Work required: With no line left out, restate the data word for word.

Material to process:

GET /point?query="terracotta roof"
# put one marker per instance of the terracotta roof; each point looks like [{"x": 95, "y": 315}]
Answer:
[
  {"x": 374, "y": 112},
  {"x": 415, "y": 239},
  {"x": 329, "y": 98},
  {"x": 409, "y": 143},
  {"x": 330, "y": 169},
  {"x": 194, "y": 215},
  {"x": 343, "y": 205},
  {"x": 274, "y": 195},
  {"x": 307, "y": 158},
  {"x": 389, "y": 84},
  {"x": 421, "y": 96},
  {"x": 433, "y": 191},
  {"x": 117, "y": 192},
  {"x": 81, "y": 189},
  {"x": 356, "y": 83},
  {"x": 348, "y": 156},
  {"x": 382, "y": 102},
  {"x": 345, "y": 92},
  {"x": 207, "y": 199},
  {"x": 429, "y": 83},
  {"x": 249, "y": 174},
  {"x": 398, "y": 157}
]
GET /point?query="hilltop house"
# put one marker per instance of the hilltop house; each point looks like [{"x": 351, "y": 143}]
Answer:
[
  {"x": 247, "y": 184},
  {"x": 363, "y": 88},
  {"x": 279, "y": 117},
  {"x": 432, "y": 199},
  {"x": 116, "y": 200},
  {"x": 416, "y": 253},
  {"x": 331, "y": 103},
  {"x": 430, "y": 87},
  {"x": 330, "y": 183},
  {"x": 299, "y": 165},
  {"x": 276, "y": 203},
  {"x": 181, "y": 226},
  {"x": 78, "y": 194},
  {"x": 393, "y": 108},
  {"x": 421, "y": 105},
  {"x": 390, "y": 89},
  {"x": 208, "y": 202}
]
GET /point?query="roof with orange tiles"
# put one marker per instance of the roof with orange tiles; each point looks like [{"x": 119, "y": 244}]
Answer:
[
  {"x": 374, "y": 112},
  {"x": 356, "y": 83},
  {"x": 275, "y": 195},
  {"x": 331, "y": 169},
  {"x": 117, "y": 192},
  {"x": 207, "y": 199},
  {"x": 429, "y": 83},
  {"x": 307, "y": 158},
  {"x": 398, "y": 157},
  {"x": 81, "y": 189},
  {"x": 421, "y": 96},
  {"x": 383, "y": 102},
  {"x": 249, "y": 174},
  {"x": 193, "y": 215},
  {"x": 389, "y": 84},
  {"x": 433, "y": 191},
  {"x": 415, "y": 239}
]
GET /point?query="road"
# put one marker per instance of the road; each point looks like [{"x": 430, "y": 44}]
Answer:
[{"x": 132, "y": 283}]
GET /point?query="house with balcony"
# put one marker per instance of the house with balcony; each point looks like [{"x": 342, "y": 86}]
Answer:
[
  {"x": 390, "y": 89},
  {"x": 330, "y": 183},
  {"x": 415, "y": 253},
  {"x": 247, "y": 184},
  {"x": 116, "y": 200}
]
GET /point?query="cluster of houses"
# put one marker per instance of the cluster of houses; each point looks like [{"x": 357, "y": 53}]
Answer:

Completed exercise:
GET /point?query="terracotta roof"
# put one marker per instance of the terracotta roof; each point looks like [{"x": 95, "y": 315}]
Answer:
[
  {"x": 374, "y": 112},
  {"x": 415, "y": 239},
  {"x": 329, "y": 98},
  {"x": 409, "y": 143},
  {"x": 330, "y": 169},
  {"x": 194, "y": 215},
  {"x": 343, "y": 205},
  {"x": 274, "y": 195},
  {"x": 307, "y": 158},
  {"x": 389, "y": 84},
  {"x": 421, "y": 96},
  {"x": 433, "y": 191},
  {"x": 117, "y": 192},
  {"x": 81, "y": 189},
  {"x": 356, "y": 83},
  {"x": 348, "y": 156},
  {"x": 382, "y": 102},
  {"x": 345, "y": 92},
  {"x": 207, "y": 199},
  {"x": 429, "y": 83},
  {"x": 249, "y": 174},
  {"x": 398, "y": 157}
]
GET /point?query="hilltop house"
# put one marker per instance of the hilltop house; each point looks like [{"x": 351, "y": 143}]
Answer:
[
  {"x": 247, "y": 184},
  {"x": 363, "y": 88},
  {"x": 279, "y": 117},
  {"x": 432, "y": 199},
  {"x": 116, "y": 200},
  {"x": 416, "y": 253},
  {"x": 331, "y": 103},
  {"x": 430, "y": 87},
  {"x": 330, "y": 183},
  {"x": 299, "y": 165},
  {"x": 276, "y": 203},
  {"x": 181, "y": 226},
  {"x": 78, "y": 194},
  {"x": 393, "y": 108},
  {"x": 421, "y": 105},
  {"x": 390, "y": 89},
  {"x": 208, "y": 202}
]
GET /point?query="roof with orange tiles"
# put one marker per instance of the roof with orange tiles; each point looks like [{"x": 119, "y": 244}]
Answer:
[
  {"x": 374, "y": 112},
  {"x": 356, "y": 83},
  {"x": 275, "y": 195},
  {"x": 331, "y": 169},
  {"x": 117, "y": 192},
  {"x": 207, "y": 199},
  {"x": 429, "y": 83},
  {"x": 307, "y": 158},
  {"x": 398, "y": 157},
  {"x": 81, "y": 189},
  {"x": 421, "y": 96},
  {"x": 383, "y": 102},
  {"x": 249, "y": 174},
  {"x": 193, "y": 215},
  {"x": 389, "y": 84},
  {"x": 433, "y": 191},
  {"x": 415, "y": 239}
]
GET /point?query="road"
# put one marker per instance of the road; each point looks like [{"x": 430, "y": 44}]
Answer:
[{"x": 132, "y": 283}]
GET /point?query="house with balcony"
# put one marker per instance of the house with balcony; each point looks like [{"x": 342, "y": 86}]
Answer:
[
  {"x": 390, "y": 89},
  {"x": 330, "y": 183},
  {"x": 415, "y": 253},
  {"x": 247, "y": 184},
  {"x": 116, "y": 200}
]
GET /point?query="cluster of houses"
# put one marker per instance of the cluster of houses; each point looks like [{"x": 357, "y": 53}]
Answer:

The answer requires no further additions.